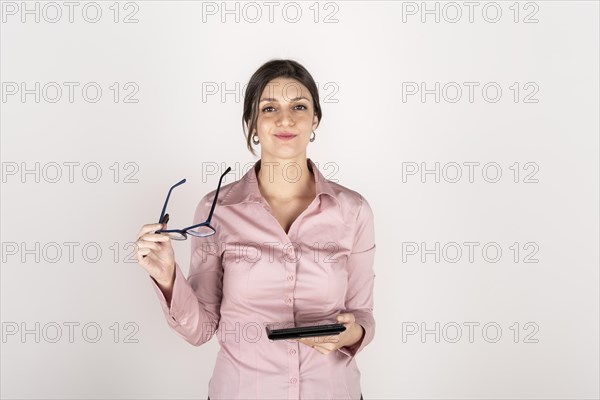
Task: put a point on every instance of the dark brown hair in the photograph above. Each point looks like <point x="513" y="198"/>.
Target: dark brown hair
<point x="267" y="72"/>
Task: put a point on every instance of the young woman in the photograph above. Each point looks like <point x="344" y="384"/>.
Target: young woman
<point x="289" y="248"/>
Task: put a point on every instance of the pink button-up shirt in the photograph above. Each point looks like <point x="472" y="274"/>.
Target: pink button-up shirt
<point x="251" y="274"/>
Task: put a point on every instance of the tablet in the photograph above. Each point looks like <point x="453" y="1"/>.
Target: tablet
<point x="305" y="331"/>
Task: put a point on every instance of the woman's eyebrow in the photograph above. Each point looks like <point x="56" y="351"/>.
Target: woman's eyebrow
<point x="274" y="100"/>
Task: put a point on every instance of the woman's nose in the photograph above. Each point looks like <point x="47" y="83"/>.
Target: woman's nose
<point x="285" y="118"/>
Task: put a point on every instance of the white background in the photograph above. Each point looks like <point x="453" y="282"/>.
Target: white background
<point x="364" y="59"/>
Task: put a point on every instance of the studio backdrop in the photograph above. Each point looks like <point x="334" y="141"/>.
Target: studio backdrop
<point x="471" y="128"/>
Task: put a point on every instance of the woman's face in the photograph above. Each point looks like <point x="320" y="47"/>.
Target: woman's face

※ ※ ※

▶ Exercise brief: Could you output all the entries above exactly as written, leaving out the pictures?

▶ Expected output:
Task: put a point on every instance of the dark brown hair in the photograph above. Each point looks like <point x="513" y="198"/>.
Target: dark brown hair
<point x="267" y="72"/>
Task: put a point on every instance of the young woman in the photograph above. Each point looks like <point x="344" y="384"/>.
Target: young woman
<point x="289" y="248"/>
Task: put a point on every instance of the pink button-up shirt in the photograph above. Each point looks like <point x="472" y="274"/>.
Target: pink button-up shirt
<point x="251" y="274"/>
Task: put a point on every instance of the tablet in the photograph above. Each point looks like <point x="453" y="1"/>.
Target: tablet
<point x="305" y="331"/>
Task: put a point on every instance of the woman's eyebrow in the photograph above. Each point looks like <point x="56" y="351"/>.
Target: woman's eyebrow
<point x="274" y="100"/>
Task: put a point on every instance of the woman's nose in the photograph above. Each point looks like <point x="47" y="83"/>.
Target: woman's nose
<point x="285" y="118"/>
Task: put a point on every instance of the white background in the photograph above. Each point looks like <point x="453" y="282"/>.
Target: white background
<point x="364" y="59"/>
Task: put a point on every instance of the studio backdrop in the photograph above. Each point looks like <point x="334" y="141"/>.
Target: studio backdrop
<point x="471" y="128"/>
Task: put a point on every instance of the woman's face in the photograph above. Each point looks like <point x="320" y="47"/>.
Target: woman's face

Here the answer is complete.